SUPPLIED INFORMATION:
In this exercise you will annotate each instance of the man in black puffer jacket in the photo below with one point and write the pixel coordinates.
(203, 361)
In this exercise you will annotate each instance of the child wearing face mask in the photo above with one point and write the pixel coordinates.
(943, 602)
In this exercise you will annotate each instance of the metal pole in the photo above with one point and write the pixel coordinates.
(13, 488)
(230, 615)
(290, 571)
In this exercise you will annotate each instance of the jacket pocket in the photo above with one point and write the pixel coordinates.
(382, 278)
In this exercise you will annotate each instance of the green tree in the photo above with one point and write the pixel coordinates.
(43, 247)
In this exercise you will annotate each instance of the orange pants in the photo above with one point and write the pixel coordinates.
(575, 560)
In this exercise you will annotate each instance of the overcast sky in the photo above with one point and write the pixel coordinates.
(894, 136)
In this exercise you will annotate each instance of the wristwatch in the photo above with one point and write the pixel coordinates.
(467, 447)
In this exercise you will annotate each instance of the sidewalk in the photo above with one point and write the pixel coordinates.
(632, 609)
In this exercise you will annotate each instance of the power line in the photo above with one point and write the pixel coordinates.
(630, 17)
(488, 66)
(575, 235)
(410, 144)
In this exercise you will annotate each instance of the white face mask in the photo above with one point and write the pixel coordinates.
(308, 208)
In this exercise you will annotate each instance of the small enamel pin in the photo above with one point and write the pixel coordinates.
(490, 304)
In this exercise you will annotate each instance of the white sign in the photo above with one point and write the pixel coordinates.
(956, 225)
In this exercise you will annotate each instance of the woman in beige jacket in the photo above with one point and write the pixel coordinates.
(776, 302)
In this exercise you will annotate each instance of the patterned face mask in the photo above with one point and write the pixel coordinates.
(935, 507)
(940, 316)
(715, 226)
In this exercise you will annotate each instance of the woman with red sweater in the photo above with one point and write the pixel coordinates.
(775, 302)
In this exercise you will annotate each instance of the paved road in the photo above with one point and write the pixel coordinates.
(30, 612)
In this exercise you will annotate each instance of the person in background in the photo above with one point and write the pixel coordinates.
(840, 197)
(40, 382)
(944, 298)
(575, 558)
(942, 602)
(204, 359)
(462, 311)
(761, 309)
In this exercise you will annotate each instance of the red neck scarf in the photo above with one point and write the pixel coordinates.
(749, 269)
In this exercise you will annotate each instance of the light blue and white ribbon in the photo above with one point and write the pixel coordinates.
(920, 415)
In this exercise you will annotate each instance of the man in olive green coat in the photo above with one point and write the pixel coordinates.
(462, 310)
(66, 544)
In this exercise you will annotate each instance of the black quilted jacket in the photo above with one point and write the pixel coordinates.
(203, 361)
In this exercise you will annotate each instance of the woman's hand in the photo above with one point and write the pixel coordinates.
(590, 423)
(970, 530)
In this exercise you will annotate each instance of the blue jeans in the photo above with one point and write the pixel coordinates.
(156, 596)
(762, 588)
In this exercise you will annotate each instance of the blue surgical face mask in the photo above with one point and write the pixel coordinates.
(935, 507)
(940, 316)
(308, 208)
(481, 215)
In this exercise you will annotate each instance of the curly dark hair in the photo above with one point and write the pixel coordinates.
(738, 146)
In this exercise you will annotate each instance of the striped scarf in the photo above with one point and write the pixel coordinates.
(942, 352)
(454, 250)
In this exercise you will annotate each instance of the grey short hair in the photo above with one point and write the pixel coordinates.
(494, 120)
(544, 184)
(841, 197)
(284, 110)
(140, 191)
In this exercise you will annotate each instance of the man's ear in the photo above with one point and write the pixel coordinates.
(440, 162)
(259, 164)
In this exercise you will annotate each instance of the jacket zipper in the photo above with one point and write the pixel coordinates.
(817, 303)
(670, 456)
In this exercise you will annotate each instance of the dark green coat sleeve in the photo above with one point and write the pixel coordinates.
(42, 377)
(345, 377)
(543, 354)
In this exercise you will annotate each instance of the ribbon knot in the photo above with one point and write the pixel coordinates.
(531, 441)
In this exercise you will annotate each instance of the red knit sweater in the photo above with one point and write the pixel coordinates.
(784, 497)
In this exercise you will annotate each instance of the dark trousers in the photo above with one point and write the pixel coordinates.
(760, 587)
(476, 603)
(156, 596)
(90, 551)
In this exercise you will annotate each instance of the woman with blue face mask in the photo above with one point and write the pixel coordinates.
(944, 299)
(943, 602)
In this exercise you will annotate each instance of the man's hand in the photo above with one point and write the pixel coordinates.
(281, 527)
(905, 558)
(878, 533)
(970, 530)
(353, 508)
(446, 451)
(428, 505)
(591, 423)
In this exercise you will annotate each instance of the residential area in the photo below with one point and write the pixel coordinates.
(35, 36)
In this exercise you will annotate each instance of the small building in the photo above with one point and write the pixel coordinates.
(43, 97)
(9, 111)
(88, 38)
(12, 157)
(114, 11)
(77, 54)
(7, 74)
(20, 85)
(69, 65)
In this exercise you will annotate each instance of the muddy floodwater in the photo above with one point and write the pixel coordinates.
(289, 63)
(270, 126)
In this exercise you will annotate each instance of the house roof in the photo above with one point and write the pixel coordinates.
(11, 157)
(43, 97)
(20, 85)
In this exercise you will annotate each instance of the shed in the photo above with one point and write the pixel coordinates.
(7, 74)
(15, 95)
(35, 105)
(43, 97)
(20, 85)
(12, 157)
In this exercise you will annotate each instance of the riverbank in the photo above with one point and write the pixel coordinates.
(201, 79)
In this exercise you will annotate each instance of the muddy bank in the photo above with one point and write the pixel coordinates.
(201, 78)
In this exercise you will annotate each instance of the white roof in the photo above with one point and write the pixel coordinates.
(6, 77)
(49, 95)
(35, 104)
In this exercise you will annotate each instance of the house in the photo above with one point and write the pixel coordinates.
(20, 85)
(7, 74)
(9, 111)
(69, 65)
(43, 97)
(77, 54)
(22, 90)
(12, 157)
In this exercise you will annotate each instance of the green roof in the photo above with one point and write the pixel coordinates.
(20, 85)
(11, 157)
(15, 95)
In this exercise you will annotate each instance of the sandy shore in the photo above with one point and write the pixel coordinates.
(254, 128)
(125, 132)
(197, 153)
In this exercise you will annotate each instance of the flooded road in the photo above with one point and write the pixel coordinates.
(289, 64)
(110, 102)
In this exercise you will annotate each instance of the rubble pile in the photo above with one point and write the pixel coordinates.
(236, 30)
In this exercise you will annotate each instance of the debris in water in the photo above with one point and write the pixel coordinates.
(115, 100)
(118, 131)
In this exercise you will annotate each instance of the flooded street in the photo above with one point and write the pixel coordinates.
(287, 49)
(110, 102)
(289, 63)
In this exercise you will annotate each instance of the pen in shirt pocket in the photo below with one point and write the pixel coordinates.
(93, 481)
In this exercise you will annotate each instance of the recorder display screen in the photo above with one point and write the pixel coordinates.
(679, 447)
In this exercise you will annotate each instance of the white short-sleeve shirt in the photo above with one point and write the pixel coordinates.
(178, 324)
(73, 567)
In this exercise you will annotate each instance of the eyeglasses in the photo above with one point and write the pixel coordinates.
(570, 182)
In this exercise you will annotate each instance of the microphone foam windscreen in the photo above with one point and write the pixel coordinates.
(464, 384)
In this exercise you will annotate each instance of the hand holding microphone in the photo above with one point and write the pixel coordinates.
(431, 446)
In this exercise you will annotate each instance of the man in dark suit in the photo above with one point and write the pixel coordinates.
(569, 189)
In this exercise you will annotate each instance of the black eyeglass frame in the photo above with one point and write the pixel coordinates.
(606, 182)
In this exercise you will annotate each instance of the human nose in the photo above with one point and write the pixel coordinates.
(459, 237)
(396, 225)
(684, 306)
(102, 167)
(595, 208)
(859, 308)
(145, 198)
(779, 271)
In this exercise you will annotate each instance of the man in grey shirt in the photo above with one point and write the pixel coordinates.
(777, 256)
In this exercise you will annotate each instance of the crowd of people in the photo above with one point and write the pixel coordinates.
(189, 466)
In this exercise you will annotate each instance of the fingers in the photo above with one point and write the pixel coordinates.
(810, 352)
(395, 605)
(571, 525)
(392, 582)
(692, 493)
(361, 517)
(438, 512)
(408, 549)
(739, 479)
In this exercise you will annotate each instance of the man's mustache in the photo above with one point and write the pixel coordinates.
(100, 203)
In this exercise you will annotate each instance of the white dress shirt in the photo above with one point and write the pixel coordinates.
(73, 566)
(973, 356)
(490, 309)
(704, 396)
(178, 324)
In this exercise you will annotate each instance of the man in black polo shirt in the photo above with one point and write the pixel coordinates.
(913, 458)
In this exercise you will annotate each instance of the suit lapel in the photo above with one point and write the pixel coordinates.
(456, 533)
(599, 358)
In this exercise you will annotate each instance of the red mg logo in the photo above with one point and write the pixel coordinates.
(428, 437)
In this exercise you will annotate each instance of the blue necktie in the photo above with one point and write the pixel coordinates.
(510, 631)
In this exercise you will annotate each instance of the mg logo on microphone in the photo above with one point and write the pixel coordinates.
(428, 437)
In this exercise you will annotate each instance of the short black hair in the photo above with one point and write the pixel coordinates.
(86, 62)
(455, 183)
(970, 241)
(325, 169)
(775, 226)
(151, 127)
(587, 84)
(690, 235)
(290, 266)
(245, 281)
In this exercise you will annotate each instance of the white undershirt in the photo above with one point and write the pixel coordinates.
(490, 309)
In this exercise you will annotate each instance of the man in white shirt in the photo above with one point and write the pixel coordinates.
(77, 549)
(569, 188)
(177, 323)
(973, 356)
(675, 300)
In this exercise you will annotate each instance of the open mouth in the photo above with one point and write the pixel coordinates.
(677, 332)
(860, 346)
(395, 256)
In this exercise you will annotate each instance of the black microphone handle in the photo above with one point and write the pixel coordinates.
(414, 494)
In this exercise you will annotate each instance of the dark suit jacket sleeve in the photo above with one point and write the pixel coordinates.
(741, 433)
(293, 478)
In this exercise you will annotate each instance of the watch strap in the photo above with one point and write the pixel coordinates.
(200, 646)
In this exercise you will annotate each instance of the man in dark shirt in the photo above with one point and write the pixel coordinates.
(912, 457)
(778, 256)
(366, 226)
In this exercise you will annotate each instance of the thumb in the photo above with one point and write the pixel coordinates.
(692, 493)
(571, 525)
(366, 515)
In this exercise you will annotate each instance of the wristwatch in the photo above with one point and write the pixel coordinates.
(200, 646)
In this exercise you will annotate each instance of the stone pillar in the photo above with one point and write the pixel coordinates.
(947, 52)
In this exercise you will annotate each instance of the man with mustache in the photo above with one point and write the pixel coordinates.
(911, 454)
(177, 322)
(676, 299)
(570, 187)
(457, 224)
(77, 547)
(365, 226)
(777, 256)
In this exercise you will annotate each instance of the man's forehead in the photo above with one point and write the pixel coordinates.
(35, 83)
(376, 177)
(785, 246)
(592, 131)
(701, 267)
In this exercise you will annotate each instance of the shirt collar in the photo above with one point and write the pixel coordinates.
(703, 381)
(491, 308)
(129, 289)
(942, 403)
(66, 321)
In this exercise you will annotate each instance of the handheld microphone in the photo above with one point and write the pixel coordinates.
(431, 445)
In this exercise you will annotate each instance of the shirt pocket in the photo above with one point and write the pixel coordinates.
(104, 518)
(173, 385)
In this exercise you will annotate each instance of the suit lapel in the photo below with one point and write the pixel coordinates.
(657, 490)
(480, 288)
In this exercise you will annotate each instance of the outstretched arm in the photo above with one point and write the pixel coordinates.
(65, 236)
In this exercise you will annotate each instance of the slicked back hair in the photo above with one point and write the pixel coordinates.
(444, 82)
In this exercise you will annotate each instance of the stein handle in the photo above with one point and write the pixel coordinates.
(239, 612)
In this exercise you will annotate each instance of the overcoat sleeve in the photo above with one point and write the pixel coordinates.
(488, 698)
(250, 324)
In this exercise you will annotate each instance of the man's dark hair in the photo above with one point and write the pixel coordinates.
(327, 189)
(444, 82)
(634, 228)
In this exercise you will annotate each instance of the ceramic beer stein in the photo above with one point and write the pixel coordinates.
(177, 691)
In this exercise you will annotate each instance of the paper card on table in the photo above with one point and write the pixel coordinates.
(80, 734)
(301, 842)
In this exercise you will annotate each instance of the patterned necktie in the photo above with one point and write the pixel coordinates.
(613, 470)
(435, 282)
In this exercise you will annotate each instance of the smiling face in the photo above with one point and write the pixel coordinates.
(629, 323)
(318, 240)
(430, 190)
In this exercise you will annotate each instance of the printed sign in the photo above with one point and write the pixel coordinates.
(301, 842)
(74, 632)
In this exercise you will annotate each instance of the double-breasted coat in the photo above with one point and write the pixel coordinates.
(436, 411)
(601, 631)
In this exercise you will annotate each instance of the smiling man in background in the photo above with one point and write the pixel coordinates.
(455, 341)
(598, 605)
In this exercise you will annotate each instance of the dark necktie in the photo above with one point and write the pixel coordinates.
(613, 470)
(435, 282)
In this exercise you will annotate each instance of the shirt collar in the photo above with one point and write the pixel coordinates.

YOUR GOAL:
Having located the line containing "the patterned necktie", set it down along with every line after it through the end of the data, reproducing each exactly.

SOLUTION:
In this exercise you will annotate each instance of the patterned necktie in the photo above with one point and write the pixel coordinates.
(613, 470)
(435, 282)
In this exercise you will annotate each instance of the smiling face in the photo above with one point and write the pixel coordinates.
(629, 323)
(318, 240)
(430, 190)
In this exercise you will annotate each instance of the printed sign in the photo above with one point and write the pixel coordinates.
(301, 842)
(74, 632)
In this exercise you will annotate each instance of the double-breasted coat in the photo above with one point and write the pixel coordinates.
(436, 411)
(601, 631)
In this exercise you will annotate each instance of the smiling man in background in the photo above with one point and write the pixel coordinates.
(455, 341)
(598, 605)
In this exercise you will annotate each instance of the dark necktie in the photo above with one point and write the pixel coordinates.
(613, 470)
(435, 282)
In this exercise you will annotate each instance of the shirt collar in the photo above with one point and write the pixel coordinates.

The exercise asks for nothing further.